Extract provided ->

■ ■ ■

In the evening, back at the flat, the girls decided that they wanted to wrestle. I'm not sure where this idea came from, but it came, and it was acted upon. So they spread out a mat on the floor and went at it. Really, I'm not making this up at all.

The next day, everyone except me went to visit Auschwitz. I elected not to go, because I had gone six months before. Instead, I wandered around town, spent some time in churches, and generally had a rich time with God.

That evening, I met with them for dinner, and our train for Budapest left at 10:20 or so. 

On the train, we all sat together in the same cold compartment and idled the time away by watching a long-haired man in a shabby suit ramble up and down the hallway. He seemed a little creepy, but this is not unusual on night trains. Soon, the conductor came by to tell us that there were heated compartments farther down the train. So we packed up and left. Amy and Laura found one place, and Tracy, Annika and I found another. But this one wasn’t warm either. So the girls moved to a third compartment, and I moved to one farther down in the same car.

At about 3:30, I woke up with a dry mouth and wanted to fetch a water bottle from the girls’ compartment. I went into the hallway, and encountered the man in the shabby suit arguing with another, shorter man in a red jacket. When I came out of my compartment, the man in the red jacket made an exasperated gesture and walked down to the end of the car and looked out of the window, opposite where the girls’ compartment was. Since that was my destination, I followed him. When I got close, he made another exasperated gesture and left the car.

Having not found my water bottle, I was walking back to my compartment when the shabby man leaned out of his compartment and asked, “Do you speak English?” A little startled, I said yes, but kept my distance. He said, “come closer.” I inched over and he told me that the man he had been arguing with was a gypsy thief. He waits until people are asleep, then goes into their compartments and steals their things. I asked him how he knew this, and he said that he was a Hungarian who lived in Krakow, and had been taking that train for many years. He had had his wallet stolen eight years ago. Whenever I seemed surprised at anything he said, he responded, by way of explanation, “This is Slovakia.”

“Listen,” he said. “That man wanted to beat me up, but now you are here. He won’t attack us now, because now we are two. I will go into this compartment to wake these girls up and tell them, and you stay here.” So I stayed there while he woke some girls up. And I stayed in the hallway for a while and talked to him, making sure that the man in the red jacket didn’t go into any compartments. After a half hour or so, the man told me that the man in the red jacket would probably get off at the next stop. It was the last stop in Slovakia, and there would be officials on the train when it crossed the border. Also, the sun would be coming up. We waited, and just before the train started again, the man got off the other end of the train. But he wasn’t carrying anything.

■ ■ ■

Raw data ->
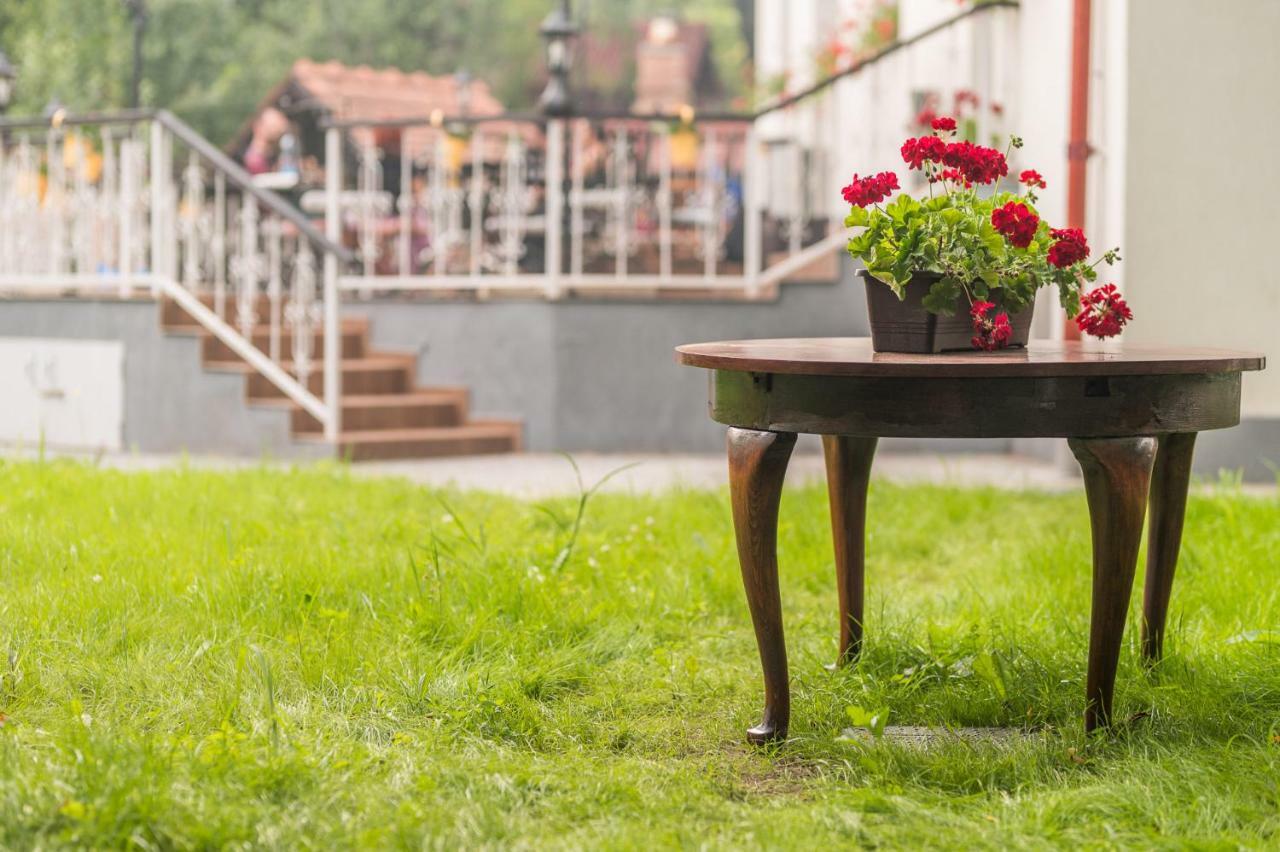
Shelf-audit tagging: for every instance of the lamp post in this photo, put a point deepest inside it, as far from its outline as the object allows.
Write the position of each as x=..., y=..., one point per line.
x=138, y=19
x=8, y=74
x=558, y=30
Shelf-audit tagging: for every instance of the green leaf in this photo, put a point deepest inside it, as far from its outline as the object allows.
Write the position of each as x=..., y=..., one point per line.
x=942, y=297
x=886, y=276
x=856, y=218
x=873, y=720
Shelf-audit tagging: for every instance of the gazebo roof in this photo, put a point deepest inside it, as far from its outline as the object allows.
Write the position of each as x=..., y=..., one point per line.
x=364, y=94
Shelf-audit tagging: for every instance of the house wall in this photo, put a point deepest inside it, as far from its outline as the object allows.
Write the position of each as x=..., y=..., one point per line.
x=1201, y=182
x=1202, y=179
x=172, y=404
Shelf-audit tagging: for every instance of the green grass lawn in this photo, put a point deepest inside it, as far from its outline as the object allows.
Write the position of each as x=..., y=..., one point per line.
x=311, y=659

■ ■ ■

Continue the account of the night train to Budapest from the point where it ends, before the records.

Result of the task ->
This experience was an exciting one; I couldn’t believe that it was happening while it was happening. But I did take away a lesson from it that I should have learned a long time ago. I’d judged the man in the shabby suit by his appearance (and to a certain extent by his actions, because he had been wandering up and down the train himself), and would not trust him at first. It turned out he was a very sincere, very sensitive man. Should I have given him the benefit of the doubt? Looking back on it, I think so. But on the other hand, as he said himself, “This is Slovakia.”

November 23

These last few weeks have been pretty normal. We have had two English clubs since the break, and both have gone well. The first one was our Halloween party, and lots of students came. We couldn't find any pumpkins to carve, and so we made jack-o-lanterns out of squashes. We also bobbed for apples, ate food, watched a video that a group of students had made, and played basketball.

The second one, which was just two days ago, was a photo scavenger hunt. There were 11 of us, including the teachers, and we divided into two teams and scavenged all over Kispest. The list of items included: a pumpkin, a bus/metro/tram driver, an english book in a bookstore, a dog, everyone on a slide, everyone underneath a Trabant (a car made in Communist East Germany that has a lot of... er, character), everyone with an American car, two people in a dumpster, someone eating an ice cream cone, people kissing, and one of us proposing to a stranger. 

There is not a wide variety of students who come to English club. All of them are 10s, in fact. Since the same ones come every week, we have gotten to know them quite a lot better than we would have if English club were a revolving door. Most of the time we play games with them, and there are not too many serious conversations, but they are really good kids and I'm glad to see that we are becoming friends with them.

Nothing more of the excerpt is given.